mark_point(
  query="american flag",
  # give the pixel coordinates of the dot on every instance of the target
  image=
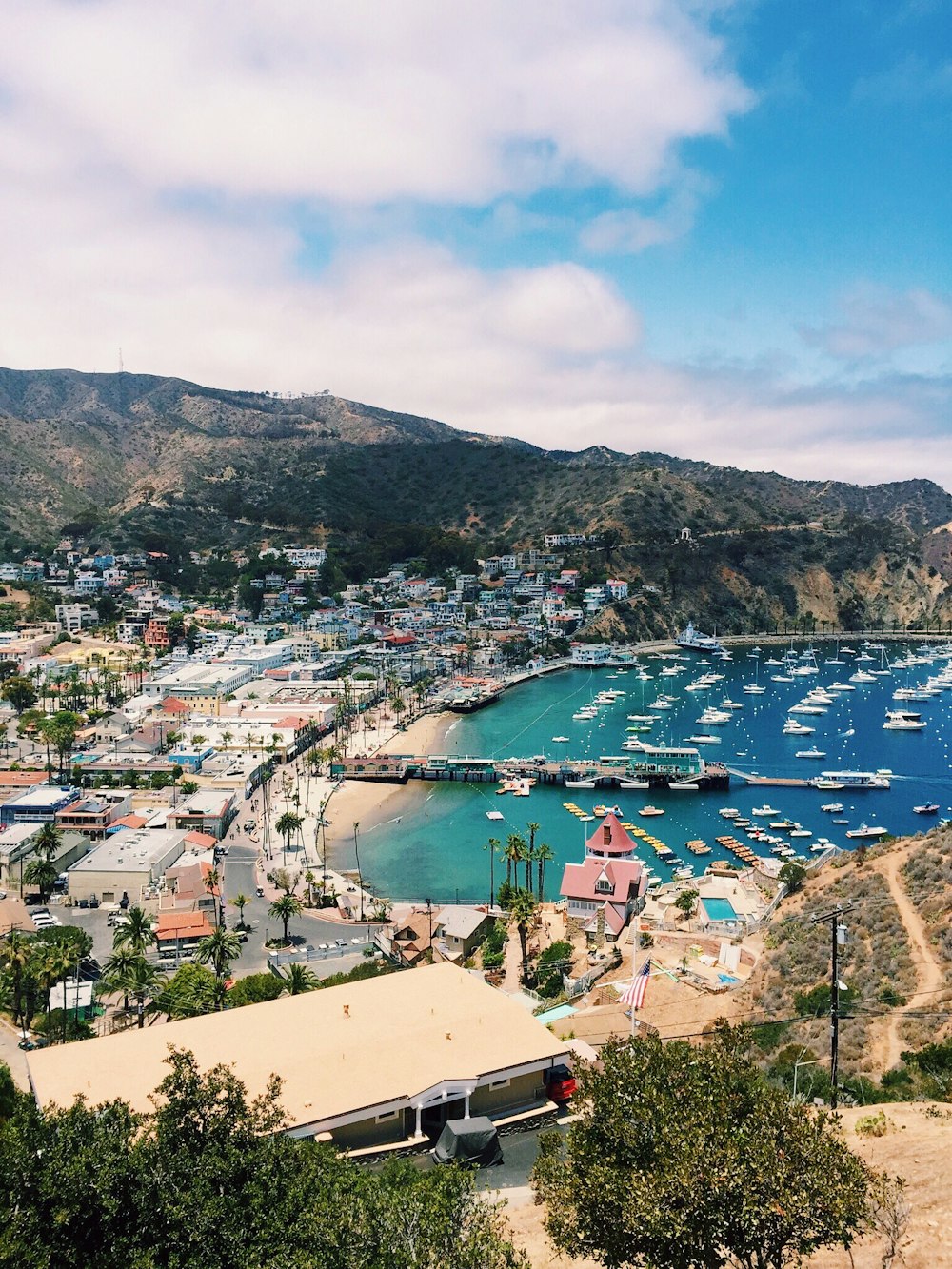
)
※
■ **What is required**:
Recast the material above as a JSON list of strings with one entry per line, dropping any blank lines. Leave the picture out of the answer.

■ **Result of this task**:
[
  "mark_point(",
  "  query=\"american flag\",",
  "  # give the pixel coordinates of the dot on every instance of the target",
  "  image=",
  ")"
]